:: Jobs ::
1: Answer these questions using the Ipswich unit price article.
(a) What was Logan's unit price growth for the year to March 2026?
(b) What median unit price did Ipswich reach in the March 2026 quarter?
(c) In what kind of development have Ipswich's growth corridors concentrated new supply?
2: Copy out the section of the Ipswich unit price article from "Ipswich unit prices rose" to "amount of demand.".
3: Pick up the Ipswich unit price article after its final sentence and carry it on.
--- Provided passage ---
Market insight

Ipswich Unit Prices Are Growing Faster Than Houses in 2026

Ipswich's median unit price rose almost 30% in a year, outpacing house price growth in the same LGA. The gap says more about supply than about which kind of home is the better buy.

Aerial view of top-down aerial of freshly subdivided residential land, empty lots and new kerbing, no houses
29.59%Ipswich unit price growth, year to March 2026
17.28%Ipswich house price growth, year to March 2026
22.77%Logan unit price growth, year to March 2026
$1.053mMoreton Bay median house price, March 2026 quarter

Why Are Ipswich Unit Prices Rising Faster Than Houses?

Ipswich unit prices rose faster than house prices over the past year. The median unit price reached $709,000 in the March 2026 quarter, up 29.59% over the year, well ahead of the LGA's house price growth of 17.28% over the same twelve months, according to REIQ's Queensland Market Monitor.

Units started the year from a smaller base and a thinner supply pipeline than houses. Ipswich's growth corridors have concentrated new supply in house-and-land estates, while unit and townhouse approvals have lagged behind. When buyers and investors get priced out of the house market, some shift toward units, and a smaller, tighter pool of unit stock moves further on the same amount of demand.
--- Provided data ---
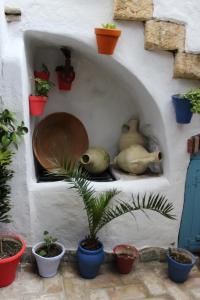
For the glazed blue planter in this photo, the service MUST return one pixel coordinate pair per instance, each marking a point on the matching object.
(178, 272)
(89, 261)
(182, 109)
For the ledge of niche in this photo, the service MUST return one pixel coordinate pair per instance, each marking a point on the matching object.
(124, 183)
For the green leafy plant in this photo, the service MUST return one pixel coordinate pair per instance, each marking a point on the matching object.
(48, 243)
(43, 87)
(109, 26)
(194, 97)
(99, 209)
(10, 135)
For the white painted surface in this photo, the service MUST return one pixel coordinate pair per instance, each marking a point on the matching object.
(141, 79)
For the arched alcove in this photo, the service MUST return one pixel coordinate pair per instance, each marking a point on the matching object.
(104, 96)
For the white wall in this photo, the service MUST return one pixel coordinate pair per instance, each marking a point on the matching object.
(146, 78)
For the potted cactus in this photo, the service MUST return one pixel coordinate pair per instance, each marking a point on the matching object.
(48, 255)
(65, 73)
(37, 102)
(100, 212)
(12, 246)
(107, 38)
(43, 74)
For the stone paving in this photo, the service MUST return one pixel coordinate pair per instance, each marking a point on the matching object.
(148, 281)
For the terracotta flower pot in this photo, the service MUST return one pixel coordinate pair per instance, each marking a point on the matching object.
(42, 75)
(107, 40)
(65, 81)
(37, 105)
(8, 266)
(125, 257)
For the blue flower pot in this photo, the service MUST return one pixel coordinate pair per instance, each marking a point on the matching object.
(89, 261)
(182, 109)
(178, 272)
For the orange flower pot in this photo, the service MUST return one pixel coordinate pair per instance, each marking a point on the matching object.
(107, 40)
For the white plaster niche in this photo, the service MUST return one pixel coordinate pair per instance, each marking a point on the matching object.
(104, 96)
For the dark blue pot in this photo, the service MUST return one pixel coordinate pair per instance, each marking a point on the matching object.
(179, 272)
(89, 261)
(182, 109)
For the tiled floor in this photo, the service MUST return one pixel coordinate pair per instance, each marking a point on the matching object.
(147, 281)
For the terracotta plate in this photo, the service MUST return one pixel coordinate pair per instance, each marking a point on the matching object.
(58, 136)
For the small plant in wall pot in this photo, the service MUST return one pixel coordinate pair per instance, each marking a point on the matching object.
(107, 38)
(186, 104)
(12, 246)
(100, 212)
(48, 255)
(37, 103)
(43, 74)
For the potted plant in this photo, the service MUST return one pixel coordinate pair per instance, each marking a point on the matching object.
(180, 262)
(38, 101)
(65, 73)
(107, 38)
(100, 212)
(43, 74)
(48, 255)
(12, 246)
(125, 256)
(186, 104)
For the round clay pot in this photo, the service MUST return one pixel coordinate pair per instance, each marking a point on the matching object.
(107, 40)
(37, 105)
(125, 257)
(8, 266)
---
:: Results for each task ::
1:
(a) 22.77%
(b) $709,000
(c) House-and-land estates

2:
Ipswich unit prices rose faster than house prices over the past year. The median unit price reached $709,000 in the March 2026 quarter, up 29.59% over the year, well ahead of the LGA's house price growth of 17.28% over the same twelve months, according to REIQ's Queensland Market Monitor.

Units started the year from a smaller base and a thinner supply pipeline than houses. Ipswich's growth corridors have concentrated new supply in house-and-land estates, while unit and townhouse approvals have lagged behind. When buyers and investors get priced out of the house market, some shift toward units, and a smaller, tighter pool of unit stock moves further on the same amount of demand.

3:
For a buyer comparing the two, the headline growth rate isn't the full picture. A unit's price can move faster in percentage terms while still carrying strata fees and a share of communal land, none of which change because the annual growth number looks strong. A house price starting from a higher base but growing at a slower percentage can still add more in dollar terms, and it comes with the whole block of land rather than a share of one.

How Fast Are Ipswich House Prices Growing Right Now?

Ipswich's median house price hit $901,825 in the March 2026 quarter, up 5.23% quarter-on-quarter, the strongest quarterly house growth among the major Greater Brisbane growth corridors alongside Moreton Bay, according to REIQ. Moreton Bay's median house price reached $1.053 million in the same March 2026 quarter, up 5.3% quarter-on-quarter, fractionally ahead of Ipswich's pace.

That is a sharp jump inside three months, and it sits on top of the 17.28% annual house price growth in Ipswich noted above. The two figures measure different things: the annual number shows the twelve-month trend, the quarterly number shows the most recent momentum, and both are pointing the same direction in Ipswich right now.

For a buyer, both numbers are moving against anyone who waits: house prices are up 5.23% for the quarter, and units are climbing even faster on the annual figure.

Is Logan's Unit Market Under the Same Pressure?

Logan's median unit price climbed to $700,000 in the year to March 2026, up 22.77% annually, a similar pattern to Ipswich though slightly less pronounced, according to REIQ's Queensland Market Monitor. REIQ's March 2026 release did not isolate a house-specific growth figure for Logan, so this comparison is unit to unit, not unit to house.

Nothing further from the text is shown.